_Brano fornito_
ROMA (4-2-3-1): Bertagnoli, Cassetti, Mexes, Burdisso, Riise (25’st Vucinic), Perrotta (36’st Cerci) De Rossi, Pizarro, Taddei (1’st Tonetto), Menez, Totti. A disposizione: Artur, Juan, Motta, Guberti, Tonetto, Cerci, Vucinic. All.: Spalletti.
JUVENTUS (4-3-1-2): Buffon, Grygera, Cannavaro, Chiellini, De Ceglie (30’st Legrottaglie), Tiago, Melo, Marchisio (17’st Camoranesi), Diego, Amauri, Iaquinta. A dispozione: Manninger, Camoranesi, Legrottaglie, Molinaro, Poulsen, Trezeguet, Del Piero. All.: Ferrara.
Arbitro: Rocchi
Ammoniti: 16′pt Tiago, 19′pt De Rossi, 33′pt Taddei, 36′pt Diego, 36′pt Perrotta, 43′pt Marchisio, 35’st Grygera
Marcatori: 24′pt Diego, 34′ De Rossi, 22’st Diego, 47’st Melo
INTERVISTE POST-PARTITA:

FERRARA: «Queste qualità le aveva dimostrate già con il Milan e il Chievo, tecnicamente fortissimo ma non solo tecnicamente, anche fisicamente e tatticamente quando chiude e corre in fase difensiva. Abbiamo bisogno che tutti collaborino e Diego lo ha fatto benissimo. Del Piero? Quando un giocatore resta fuori non si può essere felici. Capisco Alessandro ma il suo umore non poteva essere alle stelle, così come per altri giocatori. Oggi ho fatto questa scelta e devo proseguire con il cervello non con il cuore a fare le scelte. Sul 2-1 facevamo poco possesso palla e la Roma ripartiva. Qualche difficoltà c’è stata anche se il primo tempo siamo stati perfetti, a parte il gol subito. Recuperavamo sempre palla e siamo stati incisivi in fase offensiva poi alla fine abbiamo avvertito un po’ di fatica, ma nel complesso abbiamo visto una Juve da squadra vera e ha meritato la vittoria. Non soffrire in casa della Roma non è così semplice. Camoranesi l’ho messo dentro perché ha tante qualità, sa tenere palla, fa salire la squadra e può fare il colpo vincente. Non aveva tanti minuti nelle gambe perché veniva da un infortunio alla caviglia, ma è chiaro che avendo a disposizione tanti giocatori li devo motivare tutti. Tiago? Gioca lui perché sa proporre meglio la manovra rispetto a Poulsen che è un giocatore che esprime il meglio di sè davanti alla difesa. Lo Scudetto? Io vorrei che finisse ora il campionato. Sei punti sono ancora pochi, sei punti non contano, conta solo la vittoria che fa morale e ci convice che abbiamo giocatori e una squadra forte. È talmente lunga la strada che le insidie e i pericoli sono dietro l’angolo. Tra l’altro tra 15 giorni ancora a Roma contro la Lazio. Abbiamo visto nel derby come umore può cambiare da una settimana all’altra. I nerazzurri hanno dimostrato di essere una grande squadra. Mi ha impressionato eccome. Penso che anche noi, però, con questa vittoria contro la Roma e con questa prestazione li abbiamo impressionati. Ma non dobbiamo dare risposte a nessuno, solo a noi stessi. Stasera hanno visto tutti un’ottima Juventus, con uno spirito che sarebbe piaciuto all’avvocato Agnelli».».

_Dati di localizzazione con un punto per istanza_
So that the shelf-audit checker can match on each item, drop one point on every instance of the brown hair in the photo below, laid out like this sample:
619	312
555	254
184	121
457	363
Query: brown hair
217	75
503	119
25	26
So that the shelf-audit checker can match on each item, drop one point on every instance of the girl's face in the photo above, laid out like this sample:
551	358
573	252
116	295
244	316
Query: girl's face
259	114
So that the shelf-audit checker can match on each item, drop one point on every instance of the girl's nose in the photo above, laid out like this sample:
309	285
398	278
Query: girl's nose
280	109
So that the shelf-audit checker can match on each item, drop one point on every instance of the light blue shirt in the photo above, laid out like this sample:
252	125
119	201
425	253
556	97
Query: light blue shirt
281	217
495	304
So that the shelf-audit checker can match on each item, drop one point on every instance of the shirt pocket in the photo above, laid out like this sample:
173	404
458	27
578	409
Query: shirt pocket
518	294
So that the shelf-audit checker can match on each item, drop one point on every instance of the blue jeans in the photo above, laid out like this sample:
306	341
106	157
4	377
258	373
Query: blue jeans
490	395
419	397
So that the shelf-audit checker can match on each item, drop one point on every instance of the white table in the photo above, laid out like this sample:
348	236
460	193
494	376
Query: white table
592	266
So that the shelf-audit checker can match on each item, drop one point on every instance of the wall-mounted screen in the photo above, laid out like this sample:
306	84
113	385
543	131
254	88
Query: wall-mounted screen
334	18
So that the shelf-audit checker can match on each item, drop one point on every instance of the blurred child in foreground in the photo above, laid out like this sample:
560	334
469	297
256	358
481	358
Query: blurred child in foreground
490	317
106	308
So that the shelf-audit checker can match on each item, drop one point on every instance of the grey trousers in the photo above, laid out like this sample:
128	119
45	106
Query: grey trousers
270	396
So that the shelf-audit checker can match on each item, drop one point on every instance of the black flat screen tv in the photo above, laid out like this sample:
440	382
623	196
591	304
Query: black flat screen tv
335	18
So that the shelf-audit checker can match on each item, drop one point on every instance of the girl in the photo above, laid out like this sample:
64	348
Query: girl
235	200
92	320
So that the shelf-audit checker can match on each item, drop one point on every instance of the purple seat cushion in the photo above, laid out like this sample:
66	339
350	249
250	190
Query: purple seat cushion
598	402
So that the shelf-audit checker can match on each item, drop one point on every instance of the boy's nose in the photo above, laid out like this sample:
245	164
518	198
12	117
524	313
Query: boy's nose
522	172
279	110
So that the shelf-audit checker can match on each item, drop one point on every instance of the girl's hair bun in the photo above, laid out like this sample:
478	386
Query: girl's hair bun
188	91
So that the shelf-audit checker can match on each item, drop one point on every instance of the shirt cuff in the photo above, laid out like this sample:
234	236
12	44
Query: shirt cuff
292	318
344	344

_Da svolgere_
Traduci in inglese questa frase del brano sulla partita Roma-Juventus: «Non soffrire in casa della Roma non è così semplice.» Le righe non hanno alcun ruolo in questo.

_Spazio risposta_
Not suffering at Roma's ground is not that easy.